Data listing.
::::::::
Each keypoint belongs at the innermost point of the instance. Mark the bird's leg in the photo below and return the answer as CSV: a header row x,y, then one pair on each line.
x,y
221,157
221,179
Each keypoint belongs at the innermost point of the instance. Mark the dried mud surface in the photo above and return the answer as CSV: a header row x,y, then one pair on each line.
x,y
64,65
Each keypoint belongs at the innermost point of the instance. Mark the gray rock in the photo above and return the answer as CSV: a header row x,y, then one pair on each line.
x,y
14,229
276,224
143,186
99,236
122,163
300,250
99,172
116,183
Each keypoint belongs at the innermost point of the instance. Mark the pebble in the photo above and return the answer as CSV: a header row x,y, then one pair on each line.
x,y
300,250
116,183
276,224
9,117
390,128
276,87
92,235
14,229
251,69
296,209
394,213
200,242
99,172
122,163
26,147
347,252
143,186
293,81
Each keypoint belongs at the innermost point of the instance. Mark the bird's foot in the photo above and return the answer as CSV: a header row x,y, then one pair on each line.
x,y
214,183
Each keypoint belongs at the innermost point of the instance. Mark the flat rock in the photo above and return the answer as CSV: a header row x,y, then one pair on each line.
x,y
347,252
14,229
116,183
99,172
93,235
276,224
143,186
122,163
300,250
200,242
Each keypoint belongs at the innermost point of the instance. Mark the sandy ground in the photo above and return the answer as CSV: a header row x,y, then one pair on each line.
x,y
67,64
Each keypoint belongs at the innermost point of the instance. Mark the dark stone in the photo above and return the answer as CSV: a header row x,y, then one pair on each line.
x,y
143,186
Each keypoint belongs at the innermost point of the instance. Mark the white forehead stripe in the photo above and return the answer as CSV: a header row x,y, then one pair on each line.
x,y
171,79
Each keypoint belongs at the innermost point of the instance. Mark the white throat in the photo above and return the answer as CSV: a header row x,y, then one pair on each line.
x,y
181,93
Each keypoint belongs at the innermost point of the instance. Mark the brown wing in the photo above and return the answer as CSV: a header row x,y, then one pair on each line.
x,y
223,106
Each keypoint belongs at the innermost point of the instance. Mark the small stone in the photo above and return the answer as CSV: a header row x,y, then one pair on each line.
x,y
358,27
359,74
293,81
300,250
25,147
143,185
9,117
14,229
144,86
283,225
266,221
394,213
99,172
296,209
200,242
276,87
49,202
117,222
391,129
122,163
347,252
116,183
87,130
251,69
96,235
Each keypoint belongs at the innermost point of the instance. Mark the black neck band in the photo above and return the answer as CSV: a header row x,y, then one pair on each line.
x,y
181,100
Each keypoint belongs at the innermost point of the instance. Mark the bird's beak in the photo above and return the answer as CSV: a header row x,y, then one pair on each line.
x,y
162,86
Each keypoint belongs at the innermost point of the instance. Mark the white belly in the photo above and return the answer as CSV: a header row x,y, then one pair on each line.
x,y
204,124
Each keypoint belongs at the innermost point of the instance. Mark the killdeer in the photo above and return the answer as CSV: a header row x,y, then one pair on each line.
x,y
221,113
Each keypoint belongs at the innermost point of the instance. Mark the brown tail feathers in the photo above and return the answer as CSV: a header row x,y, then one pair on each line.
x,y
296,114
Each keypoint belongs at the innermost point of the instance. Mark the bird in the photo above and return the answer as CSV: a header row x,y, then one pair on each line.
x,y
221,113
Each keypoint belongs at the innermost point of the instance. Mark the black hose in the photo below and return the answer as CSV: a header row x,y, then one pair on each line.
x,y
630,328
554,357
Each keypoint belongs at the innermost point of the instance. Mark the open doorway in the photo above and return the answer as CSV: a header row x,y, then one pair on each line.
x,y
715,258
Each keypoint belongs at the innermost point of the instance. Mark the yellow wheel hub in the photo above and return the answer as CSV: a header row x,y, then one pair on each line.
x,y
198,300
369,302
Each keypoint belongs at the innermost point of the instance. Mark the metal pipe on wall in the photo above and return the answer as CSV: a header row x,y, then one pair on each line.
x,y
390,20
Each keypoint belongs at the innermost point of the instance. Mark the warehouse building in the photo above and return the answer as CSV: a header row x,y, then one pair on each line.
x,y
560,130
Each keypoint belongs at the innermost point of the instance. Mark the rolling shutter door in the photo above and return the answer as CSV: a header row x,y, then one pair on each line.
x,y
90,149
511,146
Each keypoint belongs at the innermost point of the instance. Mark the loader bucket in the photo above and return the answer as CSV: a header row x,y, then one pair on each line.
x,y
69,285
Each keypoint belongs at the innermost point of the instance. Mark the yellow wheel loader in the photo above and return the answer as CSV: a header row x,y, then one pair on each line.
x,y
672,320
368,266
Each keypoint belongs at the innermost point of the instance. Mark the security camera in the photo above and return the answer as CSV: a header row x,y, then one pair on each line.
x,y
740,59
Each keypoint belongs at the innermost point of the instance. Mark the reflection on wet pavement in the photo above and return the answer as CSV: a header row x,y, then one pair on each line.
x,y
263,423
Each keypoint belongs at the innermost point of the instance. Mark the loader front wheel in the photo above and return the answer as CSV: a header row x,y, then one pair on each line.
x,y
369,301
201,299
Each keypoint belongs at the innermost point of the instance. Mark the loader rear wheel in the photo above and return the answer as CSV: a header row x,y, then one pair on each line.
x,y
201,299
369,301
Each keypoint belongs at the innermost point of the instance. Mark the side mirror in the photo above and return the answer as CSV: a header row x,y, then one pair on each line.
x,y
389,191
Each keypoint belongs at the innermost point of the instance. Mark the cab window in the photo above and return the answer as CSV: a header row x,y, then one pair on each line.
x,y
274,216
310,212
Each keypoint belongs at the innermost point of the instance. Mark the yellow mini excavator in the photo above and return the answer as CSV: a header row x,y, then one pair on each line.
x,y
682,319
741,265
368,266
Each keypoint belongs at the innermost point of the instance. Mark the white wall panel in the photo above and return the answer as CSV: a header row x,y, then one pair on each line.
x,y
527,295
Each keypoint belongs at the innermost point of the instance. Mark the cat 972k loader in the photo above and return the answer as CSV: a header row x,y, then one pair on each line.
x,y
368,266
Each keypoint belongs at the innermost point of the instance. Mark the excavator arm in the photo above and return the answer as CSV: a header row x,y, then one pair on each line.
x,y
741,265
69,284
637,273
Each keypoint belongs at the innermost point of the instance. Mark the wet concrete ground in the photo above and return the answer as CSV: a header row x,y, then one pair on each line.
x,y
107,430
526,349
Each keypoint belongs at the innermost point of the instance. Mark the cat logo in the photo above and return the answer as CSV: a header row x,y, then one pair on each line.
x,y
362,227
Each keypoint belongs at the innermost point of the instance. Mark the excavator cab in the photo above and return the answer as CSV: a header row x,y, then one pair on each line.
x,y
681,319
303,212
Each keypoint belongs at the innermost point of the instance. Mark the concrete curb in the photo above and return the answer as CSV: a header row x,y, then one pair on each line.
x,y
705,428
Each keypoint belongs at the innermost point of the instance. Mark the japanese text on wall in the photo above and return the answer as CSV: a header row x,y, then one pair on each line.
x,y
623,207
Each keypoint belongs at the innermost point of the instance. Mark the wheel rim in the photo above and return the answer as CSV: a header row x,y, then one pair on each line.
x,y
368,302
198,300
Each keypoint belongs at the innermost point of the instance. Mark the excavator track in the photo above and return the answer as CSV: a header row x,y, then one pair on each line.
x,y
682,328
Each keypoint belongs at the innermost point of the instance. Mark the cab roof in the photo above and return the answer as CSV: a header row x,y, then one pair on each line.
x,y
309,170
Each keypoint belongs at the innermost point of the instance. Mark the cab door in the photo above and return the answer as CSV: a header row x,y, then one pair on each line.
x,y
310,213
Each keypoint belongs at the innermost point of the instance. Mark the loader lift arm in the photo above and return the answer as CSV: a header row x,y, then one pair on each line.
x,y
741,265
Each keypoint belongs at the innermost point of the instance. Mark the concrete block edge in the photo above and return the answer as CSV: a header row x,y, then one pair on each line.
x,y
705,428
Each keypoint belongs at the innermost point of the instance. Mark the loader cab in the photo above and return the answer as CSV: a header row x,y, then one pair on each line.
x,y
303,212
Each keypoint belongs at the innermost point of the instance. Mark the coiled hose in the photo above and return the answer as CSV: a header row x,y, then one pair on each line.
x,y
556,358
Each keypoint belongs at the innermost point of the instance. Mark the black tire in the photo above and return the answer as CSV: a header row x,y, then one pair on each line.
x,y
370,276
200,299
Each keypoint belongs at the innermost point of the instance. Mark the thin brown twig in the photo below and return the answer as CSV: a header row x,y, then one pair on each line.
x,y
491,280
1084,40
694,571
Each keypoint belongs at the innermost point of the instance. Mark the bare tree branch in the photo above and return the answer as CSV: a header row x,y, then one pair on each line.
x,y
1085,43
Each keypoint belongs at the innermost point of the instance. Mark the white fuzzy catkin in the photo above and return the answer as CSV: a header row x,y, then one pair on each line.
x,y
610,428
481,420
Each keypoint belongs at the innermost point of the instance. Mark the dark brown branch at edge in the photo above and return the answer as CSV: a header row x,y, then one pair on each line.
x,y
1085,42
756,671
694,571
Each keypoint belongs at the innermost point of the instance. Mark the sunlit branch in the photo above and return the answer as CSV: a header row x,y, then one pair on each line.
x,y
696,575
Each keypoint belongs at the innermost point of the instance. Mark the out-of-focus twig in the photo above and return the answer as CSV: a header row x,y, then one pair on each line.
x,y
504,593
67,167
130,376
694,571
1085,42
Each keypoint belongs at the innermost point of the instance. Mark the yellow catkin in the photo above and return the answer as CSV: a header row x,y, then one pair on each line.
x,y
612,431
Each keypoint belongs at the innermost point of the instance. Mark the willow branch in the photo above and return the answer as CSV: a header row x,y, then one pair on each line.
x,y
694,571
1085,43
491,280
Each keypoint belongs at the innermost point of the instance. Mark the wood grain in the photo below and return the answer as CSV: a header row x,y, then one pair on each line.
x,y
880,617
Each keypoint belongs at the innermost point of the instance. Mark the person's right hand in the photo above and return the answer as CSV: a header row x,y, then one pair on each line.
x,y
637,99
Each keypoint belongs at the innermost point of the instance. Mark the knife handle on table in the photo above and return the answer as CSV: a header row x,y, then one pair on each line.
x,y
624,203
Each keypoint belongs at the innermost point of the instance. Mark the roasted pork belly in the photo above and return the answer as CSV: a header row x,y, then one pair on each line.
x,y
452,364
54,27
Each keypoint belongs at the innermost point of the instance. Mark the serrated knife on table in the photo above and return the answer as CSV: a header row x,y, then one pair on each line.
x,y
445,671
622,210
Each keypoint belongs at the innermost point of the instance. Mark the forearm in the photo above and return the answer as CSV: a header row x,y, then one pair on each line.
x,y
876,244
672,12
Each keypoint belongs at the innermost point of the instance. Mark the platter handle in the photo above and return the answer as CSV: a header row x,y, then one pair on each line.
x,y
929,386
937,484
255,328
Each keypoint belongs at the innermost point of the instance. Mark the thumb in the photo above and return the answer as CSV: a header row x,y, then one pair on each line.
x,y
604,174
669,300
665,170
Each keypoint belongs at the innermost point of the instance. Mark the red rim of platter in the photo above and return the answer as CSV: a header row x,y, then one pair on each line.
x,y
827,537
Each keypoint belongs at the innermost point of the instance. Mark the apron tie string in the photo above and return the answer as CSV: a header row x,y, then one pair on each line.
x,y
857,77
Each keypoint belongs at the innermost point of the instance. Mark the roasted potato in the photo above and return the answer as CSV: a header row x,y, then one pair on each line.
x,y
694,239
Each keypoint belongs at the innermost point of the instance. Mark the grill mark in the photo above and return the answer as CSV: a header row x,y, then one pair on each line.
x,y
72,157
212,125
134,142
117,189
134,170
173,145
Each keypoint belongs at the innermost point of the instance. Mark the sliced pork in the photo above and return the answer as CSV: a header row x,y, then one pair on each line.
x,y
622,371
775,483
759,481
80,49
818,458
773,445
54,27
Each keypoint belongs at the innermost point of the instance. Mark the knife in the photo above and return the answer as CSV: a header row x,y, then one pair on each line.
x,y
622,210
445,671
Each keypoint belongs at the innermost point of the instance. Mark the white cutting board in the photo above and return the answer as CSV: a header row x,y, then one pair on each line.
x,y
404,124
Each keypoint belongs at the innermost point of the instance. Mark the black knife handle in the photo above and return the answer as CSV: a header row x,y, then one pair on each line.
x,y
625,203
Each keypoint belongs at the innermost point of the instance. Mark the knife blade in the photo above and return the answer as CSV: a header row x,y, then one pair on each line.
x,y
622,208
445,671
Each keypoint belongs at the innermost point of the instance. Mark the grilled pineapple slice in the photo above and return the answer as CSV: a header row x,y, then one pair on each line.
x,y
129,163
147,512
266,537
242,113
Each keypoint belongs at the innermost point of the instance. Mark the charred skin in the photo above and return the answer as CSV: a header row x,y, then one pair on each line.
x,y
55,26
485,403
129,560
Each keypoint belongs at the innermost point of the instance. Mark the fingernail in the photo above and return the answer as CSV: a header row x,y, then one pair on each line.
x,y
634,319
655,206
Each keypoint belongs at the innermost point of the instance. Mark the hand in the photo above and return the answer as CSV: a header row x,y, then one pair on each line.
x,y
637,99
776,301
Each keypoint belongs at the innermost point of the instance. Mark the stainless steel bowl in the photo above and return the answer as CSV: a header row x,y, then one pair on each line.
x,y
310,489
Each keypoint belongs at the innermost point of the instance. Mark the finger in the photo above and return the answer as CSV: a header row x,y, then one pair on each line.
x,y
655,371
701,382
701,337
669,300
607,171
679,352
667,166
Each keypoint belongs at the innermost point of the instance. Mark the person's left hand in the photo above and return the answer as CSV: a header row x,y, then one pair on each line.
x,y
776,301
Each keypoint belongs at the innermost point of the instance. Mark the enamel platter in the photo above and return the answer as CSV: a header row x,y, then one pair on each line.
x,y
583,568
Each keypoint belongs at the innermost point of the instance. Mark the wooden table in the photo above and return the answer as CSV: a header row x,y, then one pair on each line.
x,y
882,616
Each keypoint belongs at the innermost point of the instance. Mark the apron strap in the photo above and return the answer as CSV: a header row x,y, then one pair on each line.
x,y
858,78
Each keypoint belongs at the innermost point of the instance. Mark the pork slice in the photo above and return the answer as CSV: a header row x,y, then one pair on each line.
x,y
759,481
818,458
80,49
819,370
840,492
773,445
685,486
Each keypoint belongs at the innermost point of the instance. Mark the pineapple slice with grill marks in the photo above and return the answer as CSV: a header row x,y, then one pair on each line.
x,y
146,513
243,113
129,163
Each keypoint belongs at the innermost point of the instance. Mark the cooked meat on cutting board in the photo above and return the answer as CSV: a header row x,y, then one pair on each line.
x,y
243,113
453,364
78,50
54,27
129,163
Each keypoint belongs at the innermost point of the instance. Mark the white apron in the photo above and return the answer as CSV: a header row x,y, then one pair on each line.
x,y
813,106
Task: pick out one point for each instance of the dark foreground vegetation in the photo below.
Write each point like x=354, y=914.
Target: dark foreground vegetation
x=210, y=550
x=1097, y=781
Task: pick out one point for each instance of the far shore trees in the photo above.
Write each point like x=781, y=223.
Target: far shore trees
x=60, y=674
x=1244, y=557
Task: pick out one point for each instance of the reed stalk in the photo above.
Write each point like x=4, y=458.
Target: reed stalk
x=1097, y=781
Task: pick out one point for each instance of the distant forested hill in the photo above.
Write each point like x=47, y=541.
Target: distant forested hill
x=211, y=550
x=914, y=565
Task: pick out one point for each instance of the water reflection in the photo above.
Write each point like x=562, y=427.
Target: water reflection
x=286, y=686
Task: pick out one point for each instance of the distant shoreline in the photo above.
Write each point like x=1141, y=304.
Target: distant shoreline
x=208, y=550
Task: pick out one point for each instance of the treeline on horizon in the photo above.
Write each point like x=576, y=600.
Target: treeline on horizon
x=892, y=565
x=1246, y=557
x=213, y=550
::::::::
Task prompt. Rescale the lines running from the one containing "shoreline in the photo above." through the last line above, both ends included, and give only those lines again, requests included, with every coordinate in the answers multiplied by 1.9 and rounded to a whole number, halves rounded up. Leave the numbers in the requests and their format samples unchanged.

Response below.
Task: pick out one point for each instance of the distant shoreline in the photo above.
Write each point like x=1141, y=304.
Target: distant shoreline
x=395, y=1045
Task: pick out one point for each instance of the treeline on horizon in the photo above.
Write each point like x=576, y=600.
Target: treeline on horizon
x=1695, y=1074
x=2367, y=1058
x=405, y=1045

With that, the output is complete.